● SOURCE EXCERPT
We further improved the water surface area estimates by filling the cloud-contaminated pixels, which were assigned a “No data” value in the previous steps. For this purpose, we used the algorithm for water surface area estimation developed by Vu et al. (2022), which was initially introduced by Gao et al. (2012) and Zhang et al. (2014) to extract the water surface area. The algorithm uses a water frequency raster (FREQ) to fill the cloud-affected pixels over the reservoir area. We add the clear-water pixels (k-means clustering) and cloud-filled water pixels (Vu et al., 2022) to get a complete picture of the reservoir water surface area for each NDWI image, called “After_area” (Table 3). Finally, we adjust the boundary water pixels of the complete reservoir water surface area, called “Final_area”. Notably, if no adjustments are detected by the algorithm, “Final_area” remains equal to “After_area” (Table 3).

3.4 Absolute storage estimation and postprocessing

Once we had estimated the water surface area, we subsequently used the hypsometric curves to derive the corresponding absolute reservoir storage volume. Based on the different processing stages, we post-processed the storage time series into three levels (Level 0, Level 1, and Level 2). For each reservoir, Level 0 corresponds to the scene-based (instantaneous) raw outputs of absolute reservoir storage, which have been derived from the available satellite images. We then performed a simple boxplot analysis of Level-0 data to remove outliers, creating the so-called Level-1 data. The Level-0 data are provided to give users the flexibility to generate their own Level-1 data using alternative outlier removal algorithms, if needed. Note that, in our case, Level-1 data are created using a generalized boxplot framework for quality control that is not specifically designed for each reservoir. Therefore, on a case-by-case basis, some values in the storage time series may still be considered outliers – they can be removed manually or with the aid of other data analysis algorithms. Therefore, the improvement in Level-1 data compared to Level-0 data varies between the reservoirs. To quantify it, we calculated the coefficient of determination (R²) and the normalized (by reservoir total storage) root mean square error (nRMSE) for the Level-0 and Level-1 data of the 20 reservoirs for which we have the observed storage. The detailed analysis of the 20 selected reservoirs is presented below in Sect. 4.4 (Fig. 7 and Table S2 in the Supplement). We found that the nRMSE decreased and the R² increased from Level 0 to Level 1, suggesting that the outlier removal process can further enhance the quality of the data (Fig. S4). Considering the demand for ready-to-use data for several applications (e.g., hydrological modeling), we further processed the Level-1 data to create continuous daily time series of absolute reservoir storage (called Level-2 data) using a nonlinear (i.e., spline) interpolation technique, followed by data smoothing (moving-mean method). It is important to note that the interpolation technique incorporates all available data points, including a few outliers, which introduces a higher level of uncertainty into the Level-2 data. Despite this, we undertook validation of the storage time series to strengthen confidence in our estimations.

● STATED PROBLEM 1
Update the entries from the line containing "Check that each instance of the thin" through the final line of the entries, changing "keypoint" to "marker" and leaving everything else as it is. Give only those lines.
The passage on reservoir storage estimation has no connection to the entries that follow it.

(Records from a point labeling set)
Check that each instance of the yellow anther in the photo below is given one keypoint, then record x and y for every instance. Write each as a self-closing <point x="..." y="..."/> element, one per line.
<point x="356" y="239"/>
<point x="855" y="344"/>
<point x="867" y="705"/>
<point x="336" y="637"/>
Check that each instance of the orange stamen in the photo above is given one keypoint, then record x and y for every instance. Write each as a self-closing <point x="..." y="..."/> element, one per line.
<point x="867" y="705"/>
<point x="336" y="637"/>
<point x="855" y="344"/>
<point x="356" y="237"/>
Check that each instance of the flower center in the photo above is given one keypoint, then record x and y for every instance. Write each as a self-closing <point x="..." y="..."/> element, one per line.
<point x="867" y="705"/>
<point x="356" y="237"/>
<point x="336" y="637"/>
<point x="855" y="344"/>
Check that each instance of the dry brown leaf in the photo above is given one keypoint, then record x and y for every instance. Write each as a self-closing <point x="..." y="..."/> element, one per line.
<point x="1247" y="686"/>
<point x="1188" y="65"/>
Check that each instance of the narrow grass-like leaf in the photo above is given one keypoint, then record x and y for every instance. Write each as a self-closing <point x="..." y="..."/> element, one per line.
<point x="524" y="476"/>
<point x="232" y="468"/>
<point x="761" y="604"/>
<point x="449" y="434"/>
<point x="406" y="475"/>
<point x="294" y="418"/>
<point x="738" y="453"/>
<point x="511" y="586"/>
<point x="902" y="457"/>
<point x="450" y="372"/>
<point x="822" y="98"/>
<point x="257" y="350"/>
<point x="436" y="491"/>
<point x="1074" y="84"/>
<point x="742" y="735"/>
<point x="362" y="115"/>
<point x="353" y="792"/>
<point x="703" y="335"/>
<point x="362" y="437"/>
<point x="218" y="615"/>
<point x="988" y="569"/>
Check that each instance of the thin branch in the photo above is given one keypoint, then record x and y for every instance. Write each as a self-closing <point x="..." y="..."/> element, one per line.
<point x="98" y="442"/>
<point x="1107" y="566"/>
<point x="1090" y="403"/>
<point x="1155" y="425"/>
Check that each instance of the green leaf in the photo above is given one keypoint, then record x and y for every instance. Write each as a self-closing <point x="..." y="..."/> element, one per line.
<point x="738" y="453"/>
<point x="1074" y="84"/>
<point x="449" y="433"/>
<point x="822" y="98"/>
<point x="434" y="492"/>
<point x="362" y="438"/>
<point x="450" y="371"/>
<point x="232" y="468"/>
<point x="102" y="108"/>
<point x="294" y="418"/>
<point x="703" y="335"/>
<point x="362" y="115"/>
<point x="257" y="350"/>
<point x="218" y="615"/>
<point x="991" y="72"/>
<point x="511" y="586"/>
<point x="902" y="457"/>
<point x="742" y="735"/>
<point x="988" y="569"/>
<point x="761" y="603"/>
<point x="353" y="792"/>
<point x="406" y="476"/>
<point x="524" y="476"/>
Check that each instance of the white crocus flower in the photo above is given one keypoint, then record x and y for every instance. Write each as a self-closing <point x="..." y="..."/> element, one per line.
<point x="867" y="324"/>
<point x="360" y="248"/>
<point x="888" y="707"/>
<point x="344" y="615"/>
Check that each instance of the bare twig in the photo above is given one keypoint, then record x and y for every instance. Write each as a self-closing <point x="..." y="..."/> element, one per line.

● STATED PROBLEM 2
Extend the passage on reservoir storage estimation, picking up after its final sentence.

● WRITTEN RESPONSE 1
Check that each instance of the thin branch in the photo above is given one marker, then record x and y for every instance. Write each as a self-closing <point x="..." y="..."/> element, one per line.
<point x="98" y="442"/>
<point x="1107" y="566"/>
<point x="1090" y="403"/>
<point x="1155" y="425"/>
Check that each instance of the green leaf in the photo above is given one marker, then record x and y for every instance. Write each as a self-closing <point x="..." y="..."/> element, one per line.
<point x="738" y="453"/>
<point x="1074" y="84"/>
<point x="449" y="433"/>
<point x="822" y="98"/>
<point x="434" y="492"/>
<point x="362" y="438"/>
<point x="450" y="371"/>
<point x="232" y="468"/>
<point x="102" y="108"/>
<point x="294" y="418"/>
<point x="703" y="335"/>
<point x="362" y="115"/>
<point x="257" y="350"/>
<point x="218" y="615"/>
<point x="991" y="72"/>
<point x="511" y="586"/>
<point x="902" y="457"/>
<point x="742" y="735"/>
<point x="988" y="569"/>
<point x="761" y="603"/>
<point x="353" y="792"/>
<point x="406" y="476"/>
<point x="524" y="476"/>
Check that each instance of the white crocus flower in the photo above is given one marker, then record x and y for every instance. Write each as a self-closing <point x="..." y="..."/> element, one per line.
<point x="867" y="324"/>
<point x="360" y="248"/>
<point x="888" y="707"/>
<point x="344" y="615"/>
Check that each instance of the bare twig in the photo above is given one marker, then record x and y for every instance. Write each as a self-closing <point x="..." y="..."/> element, one per line.

● WRITTEN RESPONSE 2
3.5 Validation of reservoir storage

We adopted two validation approaches. The first approach is direct validation, where we compare and validate our estimated storage volume against the observed reservoir storage. The second approach is indirect validation, where we use altimetry-converted storage to validate our time series of reservoir storage. Acquiring observed reservoir storage is challenging in MSEA because of the institutional and organizational data-sharing policies and restrictions, leading to a poor network of public data repositories for reservoir data. The only exception is the Thailand National Hydroinformatics Data Center, which releases daily reservoir storage information to the public domain (National Water Database (NWD) – https://www.thaiwater.net/, last access: 12 May 2024). We took the opportunity to download observed storage data from the NWD portal for 20 reservoirs in Thailand and then compared these data with our storage estimates.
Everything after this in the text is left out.